| Selected passage |
--- START ---
Song by Emerson, Lake & Palmer

from the album Brain Salad Surgery
- Released: 7 December 1973
- Recorded: 1973
- Genre: Progressive rock; folk rock;
- Length: 2:53
- Label: Manticore
- Songwriter: Greg Lake
- Producer: Greg Lake

= Still...You Turn Me On =

"Still...You Turn Me On" is a song by the progressive rock band Emerson, Lake & Palmer. It was released on their 1973 album Brain Salad Surgery. It is the only song on the album that lead singer and guitarist Greg Lake wrote entirely by himself.

== Song ==
"Still...You Turn Me On" is usually considered to be a necessary balance on the album as a romantic ballad. The other songs on the album are aggressive rock compositions.

Although the song stood out as an obvious single choice, Emerson, Lake & Palmer did not choose it for a single release. There were two reasons: that drummer Carl Palmer did not play on the song and also that it was the least representative of the album or the group's general sound.
--- END ---
| Data extracts |
--- START ---
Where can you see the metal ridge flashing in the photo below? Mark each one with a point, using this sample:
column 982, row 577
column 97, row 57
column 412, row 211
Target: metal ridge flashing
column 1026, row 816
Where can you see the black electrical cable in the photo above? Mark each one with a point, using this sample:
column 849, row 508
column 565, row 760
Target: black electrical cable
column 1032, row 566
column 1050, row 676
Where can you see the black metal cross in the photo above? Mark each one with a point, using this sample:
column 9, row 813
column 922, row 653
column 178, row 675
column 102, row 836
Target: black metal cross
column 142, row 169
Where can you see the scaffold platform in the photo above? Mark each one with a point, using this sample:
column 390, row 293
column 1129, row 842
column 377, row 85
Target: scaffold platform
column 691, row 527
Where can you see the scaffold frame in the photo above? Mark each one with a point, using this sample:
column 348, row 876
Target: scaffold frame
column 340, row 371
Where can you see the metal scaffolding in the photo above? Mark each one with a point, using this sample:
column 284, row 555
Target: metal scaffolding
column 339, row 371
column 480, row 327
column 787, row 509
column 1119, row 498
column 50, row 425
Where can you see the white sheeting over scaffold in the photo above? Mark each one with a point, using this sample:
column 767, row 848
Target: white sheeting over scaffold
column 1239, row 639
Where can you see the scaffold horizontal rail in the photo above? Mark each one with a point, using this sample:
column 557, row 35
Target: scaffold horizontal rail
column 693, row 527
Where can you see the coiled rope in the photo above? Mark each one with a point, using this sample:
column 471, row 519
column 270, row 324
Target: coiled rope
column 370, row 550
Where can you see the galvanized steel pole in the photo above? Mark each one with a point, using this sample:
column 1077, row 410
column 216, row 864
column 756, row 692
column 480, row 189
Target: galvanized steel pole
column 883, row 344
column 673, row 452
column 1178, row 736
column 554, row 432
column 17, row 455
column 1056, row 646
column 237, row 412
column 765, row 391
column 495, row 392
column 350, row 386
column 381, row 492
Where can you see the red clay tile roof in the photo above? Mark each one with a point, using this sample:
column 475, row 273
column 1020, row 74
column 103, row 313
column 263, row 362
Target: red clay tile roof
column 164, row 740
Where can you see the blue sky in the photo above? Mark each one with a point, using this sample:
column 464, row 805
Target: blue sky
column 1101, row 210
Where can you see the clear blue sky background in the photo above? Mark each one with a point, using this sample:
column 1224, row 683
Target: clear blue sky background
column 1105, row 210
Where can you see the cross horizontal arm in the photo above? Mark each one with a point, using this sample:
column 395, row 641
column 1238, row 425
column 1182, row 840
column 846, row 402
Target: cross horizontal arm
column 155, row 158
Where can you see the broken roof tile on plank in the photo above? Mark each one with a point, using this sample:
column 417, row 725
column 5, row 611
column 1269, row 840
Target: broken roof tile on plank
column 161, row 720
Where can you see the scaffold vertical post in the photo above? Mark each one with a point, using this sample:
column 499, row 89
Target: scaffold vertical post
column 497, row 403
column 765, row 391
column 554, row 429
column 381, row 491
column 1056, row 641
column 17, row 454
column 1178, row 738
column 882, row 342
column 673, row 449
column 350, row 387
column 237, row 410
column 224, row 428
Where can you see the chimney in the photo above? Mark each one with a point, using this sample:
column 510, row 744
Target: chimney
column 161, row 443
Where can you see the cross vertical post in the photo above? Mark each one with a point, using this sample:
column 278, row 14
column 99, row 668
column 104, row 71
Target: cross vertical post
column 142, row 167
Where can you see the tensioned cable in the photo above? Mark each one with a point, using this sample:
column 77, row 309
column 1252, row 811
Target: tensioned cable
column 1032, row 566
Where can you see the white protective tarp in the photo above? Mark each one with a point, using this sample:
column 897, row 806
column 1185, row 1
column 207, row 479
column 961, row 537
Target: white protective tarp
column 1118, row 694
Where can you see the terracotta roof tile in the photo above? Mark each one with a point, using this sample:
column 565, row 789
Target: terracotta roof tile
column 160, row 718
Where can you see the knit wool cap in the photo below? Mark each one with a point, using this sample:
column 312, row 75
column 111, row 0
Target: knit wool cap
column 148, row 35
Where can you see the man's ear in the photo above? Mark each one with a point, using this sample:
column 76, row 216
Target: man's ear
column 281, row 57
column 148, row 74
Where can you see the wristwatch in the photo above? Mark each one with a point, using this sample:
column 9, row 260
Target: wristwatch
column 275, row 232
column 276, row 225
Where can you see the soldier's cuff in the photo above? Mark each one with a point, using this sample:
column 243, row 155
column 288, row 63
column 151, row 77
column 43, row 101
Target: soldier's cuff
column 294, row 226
--- END ---
| Explore the material |
• a. Answer these questions using the text about "Still...You Turn Me On" above, one line each:
(i) Which label released the song?
(ii) Which band member did not play on the song?
(iii) How are the other songs on the album described?
• b. List every role that the text about "Still...You Turn Me On" assigns to Greg Lake.

| Exercise responses |
• a.
(i) Manticore
(ii) Drummer Carl Palmer
(iii) As aggressive rock compositions

• b. Songwriter, producer, lead singer, guitarist